■ **TASK OBJECTIVE**
Can you continue the passage below on mindful art education in schools, picking up right after its final sentence?

━━━ PASSAGE SHOWN ━━━

Art therapists often describe this as “projective expression”—where what is drawn often projects what is felt. Yet in the classroom, this needn’t be a therapeutic exercise. It’s enough to hold the space, observe gently, and allow each student to process in their own way.
The Importance of Non-Verbal Expression
Verbal language, while essential, can be limiting—particularly for children with learning differences, neurodivergent students, or those coping with trauma. For these learners, art can provide a vital alternative pathway to self-expression.
In one Canadian primary school, visual journals are incorporated into the weekly schedule. Students use them to record thoughts, moods, and daily events through drawings, collages, and mixed media. The journals are private by default but can be shared with teachers if students choose. Over time, these journals become both emotional diaries and creative portfolios, encouraging reflection, growth, and a sense of ownership.
Teachers have reported reduced behavioural issues and increased classroom cohesion as a result. Students who previously struggled to engage verbally began contributing more confidently, not only in art class but across subjects.
Rethinking Art Instruction
Traditional art education often centres around technique: proportion, shading, perspective, and realism. While these skills are valuable, they can create performance anxiety when placed at the heart of learning. A more mindful approach shifts the focus from product to process.
“Children are constantly under pressure to succeed, to perform, to produce something perfect,” says Lucinda Hall, a secondary art teacher in London. “But art should be a sanctuary, not another subject where they feel judged.”
She encourages exercises such as blind contour drawing, abstract colour mapping, and collaborative mural-making—activities that emphasise observation, emotion, and experience over precision. These activities build confidence and help students reconnect with the joy of unfiltered expression.
This process-first approach doesn’t mean abandoning technical instruction, but rather, contextualising it. Technique can be introduced gradually, within a framework that values self-discovery and emotional exploration.
Challenges and Possibilities
Despite its promise, integrating mindfulness and emotional learning into art education is not without its hurdles. Many teachers feel unequipped to lead emotionally sensitive discussions. Others fear that such practices will be undervalued by parents or school administrators focused on test scores and curriculum standards.

━━━ SOURCE MATERIAL ━━━

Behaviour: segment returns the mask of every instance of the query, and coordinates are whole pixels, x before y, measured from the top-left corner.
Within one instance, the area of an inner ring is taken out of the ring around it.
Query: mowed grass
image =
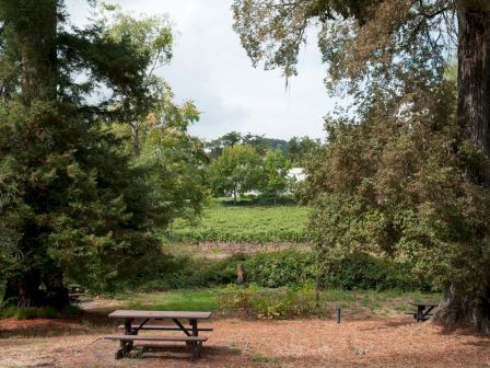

━━━

■ **EXERCISE ANSWER**
Access to materials can also be a challenge, particularly in underfunded schools. However, advocates argue that meaningful art experiences don’t require expensive supplies—simple tools like pencils, paper, and watercolours can be deeply effective when paired with thoughtful instruction.
There is also a need for teacher training that emphasises the emotional dimension of art. Educators need not be therapists, but they can become facilitators of safe, inclusive spaces where students are free to feel and explore.
Global movements toward holistic education are already making space for this. Many national curricula are beginning to incorporate social-emotional learning (SEL) frameworks, and art education is increasingly being seen as a key component of those efforts.
A Quieter, Kinder Classroom
Art has always had the power to move, heal, and reveal. When placed intentionally within the context of mindfulness and emotional learning, it becomes more than just a subject—it becomes a way of being. As students learn to sketch their silence, to draw their emotions, and to colour their inner worlds, they develop not only artistic skills but the emotional resilience and empathy needed to navigate an increasingly complex world. They become more attentive to themselves and others, more expressive without words, and more present in the moment. In this way, the art room becomes more than a creative space. It becomes a refuge, a mirror, and a quiet revolution.